● TASK:
Reproduce the following data line for line, leaving every character unchanged.

● GIVEN DATA:
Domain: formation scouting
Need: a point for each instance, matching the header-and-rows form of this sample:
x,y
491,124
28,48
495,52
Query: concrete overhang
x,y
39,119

● TASK RESPONSE:
Domain: formation scouting
Need: a point for each instance, matching the header-and-rows form of this sample:
x,y
491,124
28,48
495,52
Query: concrete overhang
x,y
39,119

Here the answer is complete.